» **TASK INSTRUCTIONS**
[1] Transcribe the passage of the testing-changes post between "It is a client-server" and "the test log.", inclusive.
[2] Report how many lines of the records contain the string "green", giving only the number.

» **GIVEN TEXT**
--------------------------------

Gmane
From: Rene Rivera <grafik.list <at> redshift-software.com>
Subject: [testing] Possible changes to testing..
Newsgroups: gmane.comp.lib.boost.testing, gmane.comp.lib.boost.devel
Date: 2005-03-09 02:16:53 GMT (4 years, 16 weeks, 5 days, 6 hours and 32 minutes ago)
All,

I've been reading all the testing related post and not having time to 
respond to them. So I decided to talk about what might be done to 
improve things in one big posting.

For along time now one of my objectives has been to use BuildBot
(http://buildbot.sf.net/) to improve the management of running the
regression tests. For those who don't feel like reading about that
software here's a quick summary:

It is a client-server based configuration where the test server controls
the test clients telling them what to do for test. In this arrangement
the client do not directly control what they are testing, nor how. All
the clients provide is an execution environment for the testing. The
server is configured to control the various clients as to what they
test, including how to get the source, and when they test. The testing
is change driven instead of time driven as we currently have. This means
that each time a change occurs on the source (CVS in our case) the
server decides to tell the clients to run tests. Because of this direct
communication to the clients the server is able to give direct feedback
as to what the testing is doing. This includes a live display of test
progress, down to a dynamic view of the test log.

--------------------------------

Point annotation records
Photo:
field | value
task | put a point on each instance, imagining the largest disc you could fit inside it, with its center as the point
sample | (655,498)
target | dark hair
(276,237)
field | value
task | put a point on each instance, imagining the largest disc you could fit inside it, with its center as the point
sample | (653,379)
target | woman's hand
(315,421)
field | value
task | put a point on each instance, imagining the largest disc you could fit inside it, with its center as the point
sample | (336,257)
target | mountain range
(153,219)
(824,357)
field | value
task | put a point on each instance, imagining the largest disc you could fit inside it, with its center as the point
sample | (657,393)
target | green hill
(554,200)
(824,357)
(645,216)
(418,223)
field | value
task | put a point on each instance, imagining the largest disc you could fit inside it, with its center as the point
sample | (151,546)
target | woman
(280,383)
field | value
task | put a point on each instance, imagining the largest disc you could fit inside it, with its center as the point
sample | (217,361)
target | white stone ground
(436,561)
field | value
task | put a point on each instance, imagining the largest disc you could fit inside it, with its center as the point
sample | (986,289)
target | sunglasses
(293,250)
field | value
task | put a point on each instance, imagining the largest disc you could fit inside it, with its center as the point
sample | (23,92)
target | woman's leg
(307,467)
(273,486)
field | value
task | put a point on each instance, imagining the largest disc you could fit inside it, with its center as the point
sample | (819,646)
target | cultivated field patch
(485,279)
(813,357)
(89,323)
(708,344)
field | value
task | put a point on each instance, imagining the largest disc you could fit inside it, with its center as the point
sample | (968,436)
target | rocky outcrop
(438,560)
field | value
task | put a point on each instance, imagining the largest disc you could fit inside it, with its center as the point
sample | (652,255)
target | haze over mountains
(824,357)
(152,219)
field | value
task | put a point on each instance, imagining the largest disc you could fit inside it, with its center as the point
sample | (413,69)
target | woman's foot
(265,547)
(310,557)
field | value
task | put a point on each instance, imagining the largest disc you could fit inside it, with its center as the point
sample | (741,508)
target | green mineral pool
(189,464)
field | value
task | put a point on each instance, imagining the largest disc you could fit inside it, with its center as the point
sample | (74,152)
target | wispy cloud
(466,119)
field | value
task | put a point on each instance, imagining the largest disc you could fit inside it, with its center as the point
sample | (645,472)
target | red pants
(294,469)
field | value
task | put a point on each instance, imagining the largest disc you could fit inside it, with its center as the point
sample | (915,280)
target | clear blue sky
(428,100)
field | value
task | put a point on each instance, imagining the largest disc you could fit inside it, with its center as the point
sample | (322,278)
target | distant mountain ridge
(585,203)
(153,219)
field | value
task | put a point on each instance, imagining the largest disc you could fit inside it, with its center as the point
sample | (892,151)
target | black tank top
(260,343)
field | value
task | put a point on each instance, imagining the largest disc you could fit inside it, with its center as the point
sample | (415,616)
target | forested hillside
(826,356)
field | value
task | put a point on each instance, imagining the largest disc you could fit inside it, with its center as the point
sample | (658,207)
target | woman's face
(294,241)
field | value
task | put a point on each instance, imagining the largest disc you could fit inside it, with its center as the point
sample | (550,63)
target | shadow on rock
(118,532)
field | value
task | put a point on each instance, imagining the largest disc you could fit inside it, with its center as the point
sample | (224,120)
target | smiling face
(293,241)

--------------------------------

» **EXERCISE SOLUTIONS**
[1]
It is a client-server based configuration where the test server controls
the test clients telling them what to do for test. In this arrangement
the client do not directly control what they are testing, nor how. All
the clients provide is an execution environment for the testing. The
server is configured to control the various clients as to what they
test, including how to get the source, and when they test. The testing
is change driven instead of time driven as we currently have. This means
that each time a change occurs on the source (CVS in our case) the
server decides to tell the clients to run tests. Because of this direct
communication to the clients the server is able to give direct feedback
as to what the testing is doing. This includes a live display of test
progress, down to a dynamic view of the test log.

[2] 2